_WHAT YOU NEED TO DO_
Print the data below verbatim, minus images.

_DATA EXTRACTS_
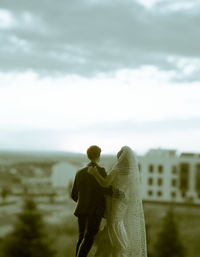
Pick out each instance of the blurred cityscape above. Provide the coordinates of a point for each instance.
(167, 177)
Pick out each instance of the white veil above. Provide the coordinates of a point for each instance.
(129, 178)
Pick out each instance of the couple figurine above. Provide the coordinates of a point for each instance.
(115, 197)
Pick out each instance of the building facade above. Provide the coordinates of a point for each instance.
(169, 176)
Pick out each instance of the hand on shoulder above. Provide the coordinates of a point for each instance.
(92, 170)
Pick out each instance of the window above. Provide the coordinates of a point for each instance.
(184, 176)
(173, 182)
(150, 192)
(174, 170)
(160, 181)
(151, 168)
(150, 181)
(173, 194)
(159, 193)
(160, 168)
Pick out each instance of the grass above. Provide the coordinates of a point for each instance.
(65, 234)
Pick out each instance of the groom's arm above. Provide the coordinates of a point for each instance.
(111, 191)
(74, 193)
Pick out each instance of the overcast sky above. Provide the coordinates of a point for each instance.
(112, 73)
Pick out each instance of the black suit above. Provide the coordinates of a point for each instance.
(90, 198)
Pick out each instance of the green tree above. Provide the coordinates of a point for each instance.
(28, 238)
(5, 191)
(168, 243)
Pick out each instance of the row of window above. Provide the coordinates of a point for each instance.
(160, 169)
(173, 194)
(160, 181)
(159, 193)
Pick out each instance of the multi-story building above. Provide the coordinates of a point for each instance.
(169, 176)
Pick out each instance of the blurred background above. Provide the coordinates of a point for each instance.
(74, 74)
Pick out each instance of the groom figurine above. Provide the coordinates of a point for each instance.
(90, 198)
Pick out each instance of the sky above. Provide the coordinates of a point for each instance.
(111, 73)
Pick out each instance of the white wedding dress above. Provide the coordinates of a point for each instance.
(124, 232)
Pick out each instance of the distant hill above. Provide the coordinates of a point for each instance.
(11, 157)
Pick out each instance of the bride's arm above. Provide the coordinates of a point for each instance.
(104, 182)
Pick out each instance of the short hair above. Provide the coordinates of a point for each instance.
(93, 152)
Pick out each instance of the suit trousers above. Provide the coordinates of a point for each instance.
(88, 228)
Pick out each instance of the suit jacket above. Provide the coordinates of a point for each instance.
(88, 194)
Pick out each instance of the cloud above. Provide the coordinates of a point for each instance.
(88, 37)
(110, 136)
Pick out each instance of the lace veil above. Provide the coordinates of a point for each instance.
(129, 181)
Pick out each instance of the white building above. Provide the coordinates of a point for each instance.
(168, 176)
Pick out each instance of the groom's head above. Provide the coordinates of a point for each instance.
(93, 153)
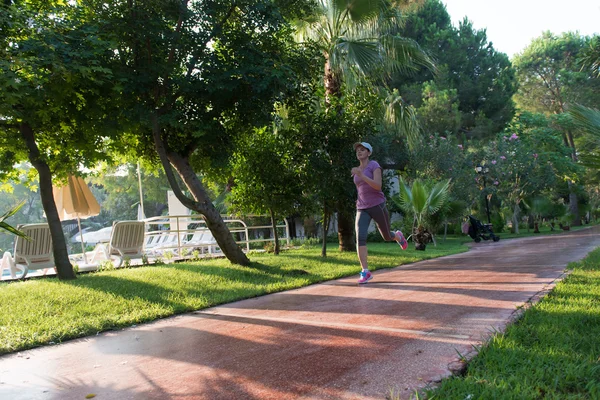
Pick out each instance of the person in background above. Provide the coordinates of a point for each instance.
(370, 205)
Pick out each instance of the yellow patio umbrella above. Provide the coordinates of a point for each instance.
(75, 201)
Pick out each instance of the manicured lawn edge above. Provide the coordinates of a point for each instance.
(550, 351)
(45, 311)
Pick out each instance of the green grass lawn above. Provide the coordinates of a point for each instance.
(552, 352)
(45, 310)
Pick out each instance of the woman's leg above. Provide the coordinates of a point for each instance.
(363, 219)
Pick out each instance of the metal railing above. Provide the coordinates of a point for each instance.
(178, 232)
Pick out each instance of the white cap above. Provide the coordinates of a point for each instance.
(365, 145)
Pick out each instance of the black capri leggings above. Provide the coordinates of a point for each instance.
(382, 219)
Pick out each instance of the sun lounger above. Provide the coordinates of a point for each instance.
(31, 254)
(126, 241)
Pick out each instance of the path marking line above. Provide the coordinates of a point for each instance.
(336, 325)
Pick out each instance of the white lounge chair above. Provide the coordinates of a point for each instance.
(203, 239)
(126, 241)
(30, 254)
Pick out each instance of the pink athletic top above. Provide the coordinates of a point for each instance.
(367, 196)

_RESPONSE TO THE EXERCISE_
Pick out each instance of the blurred cityscape above. Provide the coordinates of a point for each instance.
(167, 177)
Pick out each instance of the white veil above. Provide the coordinates of a point for each instance.
(129, 178)
Pick out each instance of the couple figurine above. Provide the coordinates of a point for each instance.
(115, 197)
Pick out each instance of the building facade above. Provide the coordinates of a point for each instance.
(169, 176)
Pick out each instance of the hand on shoulder above. Provide the coordinates of a point for each instance.
(92, 170)
Pick out each instance of the window above. Provide the coordinates of a point for each instance.
(184, 176)
(173, 182)
(150, 192)
(174, 170)
(160, 181)
(151, 168)
(150, 181)
(173, 194)
(159, 193)
(160, 168)
Pick out each instance of the grass above. Provide the coordinates of a point for each instance.
(65, 234)
Pick out each instance of the groom's arm above. Provide the coordinates of a point for each instance.
(111, 191)
(74, 193)
Pick out each instance of the overcast sky above. Provide the coordinates of a point for each instance.
(112, 73)
Pick out each instance of the black suit above. Provide the coordinates of a point for each instance.
(90, 198)
Pick out each instance of the green tree above. Provide the coordinates of a point for each instance.
(28, 238)
(5, 191)
(168, 243)
Pick out each instance of the row of window above. Provide the coordinates of a point for each instance.
(160, 169)
(173, 194)
(160, 181)
(159, 193)
Pick out each instance of the multi-story building above. Provide the coordinates of a point for each instance.
(169, 176)
Pick out each instance of the blurred background above. Provide the coordinates of a point for each instance.
(74, 74)
Pick out each instance of the groom figurine above. Provide the coordinates of a point for each instance.
(90, 198)
Pick out each instance of the sky above. Provide the coordinates of a point for each instance.
(111, 73)
Pick out each instance of the white wedding dress above. Provide the coordinates of a point for each instance.
(124, 232)
Pick out each instance of the distant hill above. Provide the coordinates of a point for each instance.
(11, 157)
Pick out each instance of the bride's arm above. Provide the coordinates of a point for each instance.
(104, 182)
Pick out each instance of the short hair above. Provide the coordinates of a point for each instance.
(93, 152)
Pick out each instance of the suit trousers above. Provide the coordinates of a point for each instance.
(88, 228)
Pick out each instance of the suit jacket above. Provide the coordinates of a point for each instance.
(88, 194)
Pick out each instance of the cloud above. Provide the coordinates of a point for each instance.
(88, 37)
(110, 136)
Pick out each instance of the lace veil above. Provide the coordinates of a point for each instance.
(129, 181)
Pick out each instance of the white building above. Provide the coordinates of a point for each instance.
(168, 176)
Pick out each instance of the groom's head above. Provide the coordinates of a point for each instance.
(93, 153)
Pick out each instance of the person in background above. Provide the coordinates of a point for each instance.
(370, 205)
Pick out each instance of the yellow patio umbrella above. Provide the coordinates of a point for each instance.
(75, 201)
Pick out each instance of the manicured lawn edge above. Provide the coordinates of a point for each instance.
(550, 351)
(45, 311)
Pick out each instance of the green grass lawn above. Provide the coordinates of a point for each instance.
(552, 352)
(45, 310)
Pick out each instance of the woman's leg above. Provide the coordinates of a point for each instance.
(363, 219)
Pick out each instance of the metal railing above. Provide the coordinates of a point for each instance.
(178, 232)
Pick out each instance of the white cap above. Provide the coordinates of a point for each instance.
(365, 145)
Pick out each instance of the black capri leggings above. Provide the coordinates of a point for each instance.
(382, 219)
Pick out each instance of the sun lounger above. Provide the coordinates of a point for each instance.
(31, 254)
(126, 241)
Pick out each instance of the path marking line above. Provide the coordinates of a point for each instance.
(336, 325)
Pick out each instance of the white lounge chair above. Provide the coordinates of a point for each instance.
(203, 239)
(126, 241)
(30, 254)
Pick out each instance of the pink athletic top above. Provide the coordinates of a point for each instance.
(367, 196)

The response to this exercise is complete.